▶ EXTRACTED RECORDS:
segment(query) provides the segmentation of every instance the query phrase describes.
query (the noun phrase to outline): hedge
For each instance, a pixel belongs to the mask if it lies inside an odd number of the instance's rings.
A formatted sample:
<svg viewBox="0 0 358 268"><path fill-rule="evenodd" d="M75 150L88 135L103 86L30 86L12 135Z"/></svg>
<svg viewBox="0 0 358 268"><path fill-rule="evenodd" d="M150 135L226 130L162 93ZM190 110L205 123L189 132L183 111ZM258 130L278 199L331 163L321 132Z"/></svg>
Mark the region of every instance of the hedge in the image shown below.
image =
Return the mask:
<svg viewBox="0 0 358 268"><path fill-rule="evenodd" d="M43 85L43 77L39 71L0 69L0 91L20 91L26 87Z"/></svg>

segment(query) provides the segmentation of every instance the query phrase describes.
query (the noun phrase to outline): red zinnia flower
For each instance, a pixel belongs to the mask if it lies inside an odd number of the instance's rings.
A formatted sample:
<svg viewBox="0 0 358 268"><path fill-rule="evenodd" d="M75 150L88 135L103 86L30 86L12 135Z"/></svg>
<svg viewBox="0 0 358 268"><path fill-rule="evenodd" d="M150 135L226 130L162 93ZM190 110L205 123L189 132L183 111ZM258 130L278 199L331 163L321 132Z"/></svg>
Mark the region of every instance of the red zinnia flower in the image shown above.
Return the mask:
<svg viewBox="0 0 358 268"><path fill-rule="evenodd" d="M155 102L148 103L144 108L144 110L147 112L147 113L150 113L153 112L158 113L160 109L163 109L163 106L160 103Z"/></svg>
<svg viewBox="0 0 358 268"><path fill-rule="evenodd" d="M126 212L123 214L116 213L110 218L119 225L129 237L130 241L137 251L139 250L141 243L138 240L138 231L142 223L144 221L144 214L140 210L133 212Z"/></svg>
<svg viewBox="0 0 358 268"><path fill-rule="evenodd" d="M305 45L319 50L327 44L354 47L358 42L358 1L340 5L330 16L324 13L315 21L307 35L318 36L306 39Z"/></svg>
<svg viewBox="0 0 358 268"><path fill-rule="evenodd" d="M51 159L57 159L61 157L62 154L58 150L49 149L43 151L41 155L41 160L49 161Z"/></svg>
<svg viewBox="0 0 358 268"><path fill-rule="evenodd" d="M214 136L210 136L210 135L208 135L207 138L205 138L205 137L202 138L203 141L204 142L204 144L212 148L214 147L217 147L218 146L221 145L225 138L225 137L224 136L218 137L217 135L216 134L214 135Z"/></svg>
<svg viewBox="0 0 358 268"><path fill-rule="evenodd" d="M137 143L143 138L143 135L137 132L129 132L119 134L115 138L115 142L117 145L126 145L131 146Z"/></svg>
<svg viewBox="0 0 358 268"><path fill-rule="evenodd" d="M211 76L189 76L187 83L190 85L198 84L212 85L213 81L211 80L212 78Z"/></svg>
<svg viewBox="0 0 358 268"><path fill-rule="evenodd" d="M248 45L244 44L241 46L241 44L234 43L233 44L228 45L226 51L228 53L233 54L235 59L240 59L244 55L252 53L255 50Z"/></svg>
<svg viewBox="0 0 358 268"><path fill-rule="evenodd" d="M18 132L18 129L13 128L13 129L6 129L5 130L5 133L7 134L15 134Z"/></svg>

▶ REQUIRED WORK: Quote both entries above word for word, from the first line of each to its last, without changing anything.

▶ SOLUTION BELOW:
segment(query) provides the segmentation of every instance the query phrase describes.
query (the noun phrase to outline): hedge
For each instance, a pixel belongs to the mask if it lies inside an odd number of the instance's rings.
A formatted sample:
<svg viewBox="0 0 358 268"><path fill-rule="evenodd" d="M75 150L88 135L103 86L30 86L12 135Z"/></svg>
<svg viewBox="0 0 358 268"><path fill-rule="evenodd" d="M150 135L226 130L162 93ZM190 110L205 123L189 132L183 111ZM258 130L278 199L331 163L321 132Z"/></svg>
Mark the region of every instance of the hedge in the image shown below.
image =
Return the mask:
<svg viewBox="0 0 358 268"><path fill-rule="evenodd" d="M43 85L43 77L39 71L0 69L0 91L20 91L26 87Z"/></svg>

segment(query) provides the segmentation of every instance the query phrase describes.
query (the noun phrase to outline): red zinnia flower
For each instance, a pixel belongs to the mask if it lies inside an odd number of the instance's rings.
A formatted sample:
<svg viewBox="0 0 358 268"><path fill-rule="evenodd" d="M75 150L88 135L103 86L30 86L12 135Z"/></svg>
<svg viewBox="0 0 358 268"><path fill-rule="evenodd" d="M150 135L226 130L162 93ZM190 110L205 123L189 132L183 111ZM258 130L278 199L331 163L321 132Z"/></svg>
Mark the region of every instance of the red zinnia flower in the image shown above.
Return the mask:
<svg viewBox="0 0 358 268"><path fill-rule="evenodd" d="M155 102L148 103L144 108L144 110L147 112L147 113L150 113L153 112L158 113L160 109L163 109L163 106L160 103Z"/></svg>
<svg viewBox="0 0 358 268"><path fill-rule="evenodd" d="M126 212L123 214L116 213L110 218L119 225L129 237L130 241L137 251L139 250L141 243L138 240L138 231L142 223L144 221L144 214L140 210L133 212Z"/></svg>
<svg viewBox="0 0 358 268"><path fill-rule="evenodd" d="M305 45L319 50L327 44L354 47L358 42L358 1L340 5L330 16L324 13L315 21L307 35L318 36L306 39Z"/></svg>
<svg viewBox="0 0 358 268"><path fill-rule="evenodd" d="M51 159L57 159L61 157L62 154L58 150L49 149L43 151L41 155L41 160L49 161Z"/></svg>
<svg viewBox="0 0 358 268"><path fill-rule="evenodd" d="M214 136L210 136L210 135L208 135L207 138L205 138L205 137L202 138L203 141L204 142L204 144L212 148L214 147L217 147L218 146L221 145L225 138L225 137L224 136L218 137L217 135L216 134L214 135Z"/></svg>
<svg viewBox="0 0 358 268"><path fill-rule="evenodd" d="M137 143L143 138L143 135L137 132L129 132L119 134L115 138L115 142L117 145L126 145L131 146Z"/></svg>
<svg viewBox="0 0 358 268"><path fill-rule="evenodd" d="M211 76L189 76L187 83L190 85L198 84L212 85L213 81L211 80L212 78Z"/></svg>
<svg viewBox="0 0 358 268"><path fill-rule="evenodd" d="M248 45L244 44L241 46L241 44L234 43L233 44L228 45L226 51L228 53L233 54L235 59L240 59L244 55L252 53L255 50Z"/></svg>
<svg viewBox="0 0 358 268"><path fill-rule="evenodd" d="M18 132L18 129L13 128L13 129L6 129L5 130L5 133L7 134L15 134Z"/></svg>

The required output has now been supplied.